═══ TEXT BLOCK ═══

Note: Only bytes for active controllers are stored. If a movie has two 6-button controllers (2 bytes each) and one 3-button controller (1 byte each), each frame will occupy 5 bytes.

Optional Chunks

These chunks are optional for a GM2 file.

Console Events

  ID: 'consevnt'
It makes more sense for these to go in frame data. An extra 1 byte per frame is not a big deal, especially if these are being compressed. +

Saved States-------------

  ID: 'states  '
This chunk contains one or more unordered saved states. This allows viewers to skip to another level or to watch a level over again with minimal effort. *
Chunk format: +
  4-byte number of states+
State format:
  4-byte state name length
  state name (decided by recorder)
  4-byte state length
  state data (uncompressed)

Subtitles

  ID: 'subtitle'
This chunk contains one or more strings and associated data to be displayed during the movie. These do not need to be sorted. Each string is stored as follows:
  4-byte size of string (in bytes)
  string data
  2-byte x-coordinate (upper left corner of first letter)
  2-byte y-coordinate
  4-byte text color (red,green,blue,transparency, stored as 0xRRGGBBTT)
  4-byte border color (rgbt)
  4-byte first frame to display text
  4-byte last frame to display text

Text-only Format

This format exists to simplify hexediting, since manually hexediting the binary GM2 format is non-trivial. This format will consist of only ASCII characters and will be very easy to edit with any text-manipulation tool. Gens will be able to read from and write to this format natively. Because it is intended for editing, this format will not contain any corruption detection measures such as a CRC checksum. Line separators may be either unix-style ('\n') or DOS-style ('\r\n').

Header

The header will consist of the following 7 characters in the first line,
  GM2TEXT

Generic Text-only Chunk

Each chunk will occupy one line and will consist of the following fields, with no separation:
  8-character chunk name
  base-64 encoded chunk data, not including chunk header
  1-character ASCII exclamation mark ('!')

Text-only Frame Chunk

Because this chunk is intended for editing, all data will be encoded into human-editable text. The format will appear as follows, one line for each field:
  8-character chunk name ('frames   ')
  recorded controlers ('controllers_recorded:1,1,1,0,0,0,0,0') *
  controller types ('controller_types:2,1,2,0,0,0,0,0')
Note: Because editing is likely to change the number of frames, the frame count is explicitly excluded from this data. It must be derived from the number of frames. Note: The values on the 'controller_types' line represent the following controllers: 1, 2, 1b, 1c, 1d, 2b, 2c, 2d.

After this, the chunk will contain frame data conforming to the following BNF description:

  lines             := lines line |
                       line |
                       "!" "\n"
  line              := frame-comment ":" button-lists "\n"
  frame-comment      := non-colon-char frame-comment |
                       ""
  non-colon-char    := a-zA-Z0-9,./<>?;'"{}[]\|~!@#$%^&*()_+=-
  button-lists      := button-lists "," button-list |
                       button-list |
                       ""
  button-list       := controller-number button-chars
  controller-number := 1-8
  button-chars      := button-chars button-char |
                       ""
  button-char       := UuDdLlRrAaBbCcSsXxYyZzMm
It is recommended that Gens store the number of each frame before the colon to make editing simpler, however Gens must ignore this information when reading the file because editing may cause it to become inconsistent.

═══ LISTING ═══

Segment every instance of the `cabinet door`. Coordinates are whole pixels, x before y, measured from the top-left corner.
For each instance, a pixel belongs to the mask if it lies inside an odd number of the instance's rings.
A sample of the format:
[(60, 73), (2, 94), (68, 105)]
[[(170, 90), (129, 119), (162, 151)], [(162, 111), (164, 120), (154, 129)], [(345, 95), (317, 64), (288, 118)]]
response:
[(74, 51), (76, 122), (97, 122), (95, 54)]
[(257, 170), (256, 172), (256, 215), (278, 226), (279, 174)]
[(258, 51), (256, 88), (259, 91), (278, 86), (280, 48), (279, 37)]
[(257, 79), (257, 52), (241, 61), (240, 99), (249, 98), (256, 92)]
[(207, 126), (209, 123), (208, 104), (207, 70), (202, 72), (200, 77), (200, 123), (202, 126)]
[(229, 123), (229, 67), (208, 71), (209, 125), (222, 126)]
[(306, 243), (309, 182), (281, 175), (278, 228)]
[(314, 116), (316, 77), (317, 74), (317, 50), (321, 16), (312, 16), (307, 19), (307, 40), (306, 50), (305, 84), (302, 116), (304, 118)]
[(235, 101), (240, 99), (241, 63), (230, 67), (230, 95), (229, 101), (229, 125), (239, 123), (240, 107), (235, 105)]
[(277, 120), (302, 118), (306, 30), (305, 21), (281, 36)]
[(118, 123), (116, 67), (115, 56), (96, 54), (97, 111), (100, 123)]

═══

**GOALS:**
- A) In the GM2 format description, list every field stored for each string in the subtitle chunk, in order, with its size where one is given.
- B) Carry on the GM2 format description, starting after its final sentence.

**THE RESPONSES:**
- A)
1. 4-byte size of string (in bytes)
2. string data
3. 2-byte x-coordinate (upper left corner of first letter)
4. 2-byte y-coordinate
5. 4-byte text color (red, green, blue, transparency, stored as 0xRRGGBBTT)
6. 4-byte border color (rgbt)
7. 4-byte first frame to display text
8. 4-byte last frame to display text

- B)
The end of this chunk will consist of an ASCII exclamation mark at the end of a line.

Button presses are stored in comma separated strings consisting of 1 character for controller number and 1 or more characters for buttons pressed. Controller number must be an ASCII character 1-8. Valid characters for button are u,d,l,r,a,c,b,s,x,y,z,m (case insensitive). In the event of a frame showing the same controller number in multiple segments, only the last segment for each controller will be used. All of the following are valid frames:

  45:1abud
  painintheassframe:1ab,2d,1alb,1alaU
  foobar:1u
  :
  ?!?!;:1a,2cu,3l,6r
  xyz:
  foo:1bar,2cab
  this_is_the_last_frame:1ab!

[1]: Sound rate should not affect synchronization. --Bisqwit

    • In an utopian world maybe, but should not and does not aren't the same thing. Both Gens and Snes9x have troublems where sound output affects emulation, but shouldn't. 44100 should always be the preselected in Gens, but that is an emulator implementation and not a format dito. -- Truncated

    • In my opinion, sound output should NEVER affect emulation. Instead of adding that header, fix the "sound ouput that affects emulation" problem. Hax like that won't resolve the problem. -- Phil

[2]: I think the chunk ID should be restricted into ASCII bytes. This avoids inconvenient byte/character length confusions that may apply in fixed-width fields. Also you should specify the padding used (spaces?). And direction of padding? --Bisqwit

    • Changed chunk ID to ASCII (I think it was that previously). Padding is specified as seen in every chunk (spaces at the end). -- Truncated

[3]: Why must it occur before the input stream? Even though Gens will probably always save the chunks in the same order, why must this be a requirement? I thought the idea of chunks was that new ones could be added, left out, or ignored, regardless of order. --Truncated

    • Maybe not necessarily. It would just perhaps make the playback / other analysis based on the movie easier. At least it wouldn't need backtracking in the file. --Bisqwit

    • It's a very small change in the Gens code that would make external processing significantly simpler. I think it's a good trade-off. --ideamagnate

    • Because the input stream is constantly changing size, it should always be the last chunk. Otherwise, all data after it will also have to be rewritten constantly, which increases the chance of corruption, as well as general wear on the disk. --upthorn

[4]: nitsuja: Can these "x improvement" options possibly cause desync? If not, they are a nuisance to store because viewers who prefer a certain option will want to change it whenever the recorder didn't happen to use it.

    • This should be looked into. I've included all options to be safe. The problem is that it's easy to show that an option can cause a desync for a certain movie, but hard to show that it never will. --ideamagnate

[5]: Bisqwit: I think, for clarity, the up/down option should be moved to 00010000 or something, so that if more chipset-related options are added later, they will still be in a contiguous block.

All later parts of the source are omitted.